*Brief*
Can you reproduce the listing below with every "even-odd rule" changed to "nonzero winding rule" and nothing else altered?

*Data rows*
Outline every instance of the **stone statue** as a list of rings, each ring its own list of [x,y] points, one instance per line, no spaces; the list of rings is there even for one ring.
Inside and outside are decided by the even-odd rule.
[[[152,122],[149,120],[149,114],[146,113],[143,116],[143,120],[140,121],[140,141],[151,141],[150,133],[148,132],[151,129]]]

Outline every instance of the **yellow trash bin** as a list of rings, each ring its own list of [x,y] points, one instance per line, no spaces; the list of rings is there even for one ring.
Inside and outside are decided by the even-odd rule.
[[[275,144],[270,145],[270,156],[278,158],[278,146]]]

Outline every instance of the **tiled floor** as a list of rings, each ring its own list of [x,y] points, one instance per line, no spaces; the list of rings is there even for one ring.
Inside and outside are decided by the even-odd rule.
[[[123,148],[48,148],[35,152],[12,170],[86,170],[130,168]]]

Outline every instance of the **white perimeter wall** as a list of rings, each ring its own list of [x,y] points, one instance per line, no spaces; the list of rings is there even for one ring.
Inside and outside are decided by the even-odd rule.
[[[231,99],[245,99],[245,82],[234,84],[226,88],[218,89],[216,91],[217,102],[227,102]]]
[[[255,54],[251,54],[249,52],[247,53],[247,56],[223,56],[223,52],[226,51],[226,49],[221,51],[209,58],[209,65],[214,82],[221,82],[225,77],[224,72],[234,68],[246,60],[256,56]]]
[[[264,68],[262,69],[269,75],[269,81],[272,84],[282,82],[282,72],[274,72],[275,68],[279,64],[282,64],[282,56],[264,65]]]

*Worked solution*
Outline every instance of the **stone statue** as a list of rings, each ring its own list of [x,y] points, one instance per line, no spaces; the list of rings is there even for one ring.
Inside and outside are decided by the nonzero winding rule.
[[[152,122],[149,120],[149,114],[146,113],[143,116],[143,120],[140,121],[140,141],[151,141],[150,133],[148,132],[151,129]]]

Outline every instance of the **yellow trash bin** as a list of rings, each ring its own list of [x,y] points, one instance per line, no spaces; the list of rings is there even for one ring.
Inside and outside are decided by the nonzero winding rule.
[[[275,144],[270,145],[270,156],[278,158],[278,146]]]

Outline every instance of the **tiled floor** as a list of rings, each ring its own list of [x,y] points, one instance per line, no spaces; the list of rings is there even for one ring.
Inside and outside are decided by the nonzero winding rule.
[[[123,148],[48,148],[35,152],[12,170],[86,170],[130,168]]]

Outline every instance of the **white perimeter wall** as a list of rings, each ring its own list of [x,y] points, one instance per line, no spaces; the list of rings is there even for one ring.
Inside and outside are decided by the nonzero winding rule.
[[[231,99],[245,99],[245,82],[234,84],[226,88],[218,89],[216,91],[217,102],[227,102]]]
[[[255,54],[251,54],[249,52],[247,53],[247,56],[223,56],[223,52],[226,51],[226,49],[221,51],[209,58],[209,65],[214,82],[221,82],[225,77],[224,72],[234,68],[246,60],[256,56]]]
[[[264,68],[262,69],[269,75],[269,81],[272,84],[282,82],[282,72],[274,72],[275,68],[279,64],[282,64],[282,56],[264,65]]]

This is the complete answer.